Well, that’s one way to displace our front page story on the crisis of patients waiting more than 12 hours in A&E. It was revealed this afternoon that the prime minister is being investigated by Parliament’s standards watchdog over allegations of a possible failure to declare the shares his wife, Akshata Murthy, holds in a childcare agency that could benefit from changes made in the Budget.
In the days following 15 March, Rishi Sunak faced questions about the shares owned by his wife in Koru Kids, given that it stands to gain from the changes to childcare provision announced by the chancellor. At the Liaison Committee on 28 March, when asked by the Labour MP Catherine McKinnell whether he had any interest to declare, the prime minister replied: “No. All my disclosures are declared in the normal way.”
In a subsequent letter to the Committee on 4 April, Sunak acknowledged the “minority stake” his wife holds in Koru Kids and said that it had “rightly been declared to the Cabinet Office”. Downing Street says the prime minister will clarify how it was declared as a ministerial interest, rather than to the Commons.

▶ **Dataset entries**:
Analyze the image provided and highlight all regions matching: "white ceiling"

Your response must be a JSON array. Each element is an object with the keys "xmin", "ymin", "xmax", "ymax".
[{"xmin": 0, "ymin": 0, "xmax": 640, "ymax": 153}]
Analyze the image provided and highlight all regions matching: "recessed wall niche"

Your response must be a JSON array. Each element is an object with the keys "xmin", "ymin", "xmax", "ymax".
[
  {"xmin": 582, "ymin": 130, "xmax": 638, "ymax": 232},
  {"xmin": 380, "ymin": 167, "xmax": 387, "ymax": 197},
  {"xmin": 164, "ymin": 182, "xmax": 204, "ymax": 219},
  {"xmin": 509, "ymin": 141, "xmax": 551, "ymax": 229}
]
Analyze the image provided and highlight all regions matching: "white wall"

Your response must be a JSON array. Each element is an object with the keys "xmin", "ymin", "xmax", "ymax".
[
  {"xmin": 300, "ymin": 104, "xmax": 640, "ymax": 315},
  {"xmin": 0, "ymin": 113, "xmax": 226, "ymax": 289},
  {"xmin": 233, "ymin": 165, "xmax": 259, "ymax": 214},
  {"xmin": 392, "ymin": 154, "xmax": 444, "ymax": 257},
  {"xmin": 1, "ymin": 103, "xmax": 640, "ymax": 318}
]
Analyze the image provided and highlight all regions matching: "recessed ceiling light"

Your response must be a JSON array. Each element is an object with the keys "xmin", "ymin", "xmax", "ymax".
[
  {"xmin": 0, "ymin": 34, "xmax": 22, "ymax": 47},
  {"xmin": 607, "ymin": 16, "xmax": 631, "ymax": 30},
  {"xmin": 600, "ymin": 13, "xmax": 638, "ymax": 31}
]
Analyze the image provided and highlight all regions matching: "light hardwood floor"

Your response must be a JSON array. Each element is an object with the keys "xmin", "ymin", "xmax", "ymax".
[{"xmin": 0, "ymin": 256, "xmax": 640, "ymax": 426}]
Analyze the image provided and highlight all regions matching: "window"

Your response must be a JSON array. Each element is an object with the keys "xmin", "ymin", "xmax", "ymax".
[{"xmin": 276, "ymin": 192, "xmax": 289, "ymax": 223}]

▶ **Activity**:
Answer from the text on the standards investigation:
1. Which front page story was displaced?
2. Who asked the prime minister at the Liaison Committee whether he had any interest to declare?
3. On what date did Sunak write to the Committee acknowledging his wife's stake in Koru Kids?

▶ **Written reply**:
1. The crisis of patients waiting more than 12 hours in A&E.
2. The Labour MP Catherine McKinnell.
3. 4 April.